*** DATA FOR PROCESSING ***

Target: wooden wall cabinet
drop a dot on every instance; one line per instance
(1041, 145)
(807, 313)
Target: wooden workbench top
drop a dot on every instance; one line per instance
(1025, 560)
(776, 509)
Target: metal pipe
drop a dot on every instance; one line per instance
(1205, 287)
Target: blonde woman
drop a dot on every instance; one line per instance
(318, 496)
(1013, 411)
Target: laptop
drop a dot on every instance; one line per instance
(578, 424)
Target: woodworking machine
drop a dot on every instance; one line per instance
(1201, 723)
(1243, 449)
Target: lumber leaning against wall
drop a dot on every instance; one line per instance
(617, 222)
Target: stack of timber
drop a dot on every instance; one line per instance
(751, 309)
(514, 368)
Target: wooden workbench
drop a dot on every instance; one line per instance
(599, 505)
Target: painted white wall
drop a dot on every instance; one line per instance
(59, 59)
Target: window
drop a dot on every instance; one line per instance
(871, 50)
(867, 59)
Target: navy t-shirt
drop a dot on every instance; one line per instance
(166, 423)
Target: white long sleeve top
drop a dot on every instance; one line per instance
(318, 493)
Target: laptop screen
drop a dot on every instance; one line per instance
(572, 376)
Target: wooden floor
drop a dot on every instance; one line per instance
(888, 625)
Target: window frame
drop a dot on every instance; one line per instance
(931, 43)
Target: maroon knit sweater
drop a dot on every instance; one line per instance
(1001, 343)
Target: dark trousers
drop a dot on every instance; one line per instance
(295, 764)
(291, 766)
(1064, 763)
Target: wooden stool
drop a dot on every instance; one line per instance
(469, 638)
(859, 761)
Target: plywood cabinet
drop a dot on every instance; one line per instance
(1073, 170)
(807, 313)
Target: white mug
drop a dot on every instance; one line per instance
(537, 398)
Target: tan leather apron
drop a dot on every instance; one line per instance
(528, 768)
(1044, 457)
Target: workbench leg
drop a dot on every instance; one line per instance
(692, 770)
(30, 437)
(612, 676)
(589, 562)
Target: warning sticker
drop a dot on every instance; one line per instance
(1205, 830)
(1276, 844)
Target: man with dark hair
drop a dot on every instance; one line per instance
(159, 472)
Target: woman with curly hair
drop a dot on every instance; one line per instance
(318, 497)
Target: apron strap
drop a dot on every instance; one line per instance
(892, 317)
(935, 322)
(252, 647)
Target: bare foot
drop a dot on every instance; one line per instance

***

WORK INSTRUCTIONS: Copy out every line of the entries above word for word, keeping their original order.

FULL SOLUTION:
Target: wooden wall cabinet
drop a dot on every instance; one line per instance
(1041, 145)
(807, 313)
Target: wooden workbench top
drop a dot on every instance; one line per instance
(1025, 560)
(776, 509)
Target: metal pipe
drop a dot on every instance; one line per instance
(1205, 287)
Target: blonde woman
drop a dot on every instance; one line per instance
(318, 496)
(1013, 411)
Target: laptop
drop a dot on every instance; one line per instance
(578, 424)
Target: woodworking machine
drop a dot on every instance; one line per instance
(1201, 723)
(1243, 449)
Target: lumber leaning against wall
drop a dot on every instance; one line per instance
(617, 222)
Target: stack of timber
drop a dot on every instance; one line per instance
(751, 309)
(514, 368)
Target: wooden workbench
drop a dot on every instance; one line per instance
(599, 505)
Target: painted white wall
drop a dot on every instance; one line per instance
(59, 59)
Target: window
drop a dot on every instance; one line per instance
(871, 50)
(867, 59)
Target: navy t-shirt
drop a dot on every instance; one line per instance
(166, 423)
Target: white long sleeve top
drop a dot on every instance; one line per instance
(318, 493)
Target: laptop screen
drop a dot on every instance; one line per instance
(572, 376)
Target: wooden floor
drop a dot on every instance; one line per instance
(888, 625)
Target: window frame
drop a dot on every instance; one line per instance
(931, 43)
Target: maroon knit sweater
drop a dot on every instance; one line per instance
(1001, 343)
Target: dark trousers
drop a dot on every instance; one line per instance
(295, 764)
(291, 766)
(1064, 763)
Target: wooden stool
drop a dot on every instance; one line per instance
(469, 638)
(859, 761)
Target: plywood cabinet
drop a dot on every instance; one line per instance
(1073, 170)
(807, 313)
Target: white mug
drop a dot on every instance; one line per instance
(537, 398)
Target: tan leather apron
drop a dot on every instance; one line per instance
(528, 768)
(1044, 457)
Target: workbench leg
drop a dot on every instance; one line per instance
(692, 770)
(30, 437)
(612, 676)
(589, 562)
Target: warning sticker
drop a dot on every instance; one line per instance
(1205, 830)
(1276, 844)
Target: man with dark hair
drop a dot on every instance; one line per instance
(159, 472)
Target: woman with curly hair
drop a dot on every instance; one line per instance
(318, 497)
Target: apron strap
drop a dot on every instance; one line per instance
(892, 317)
(935, 322)
(252, 647)
Target: bare foot
drop a dot on every instance; one line per instance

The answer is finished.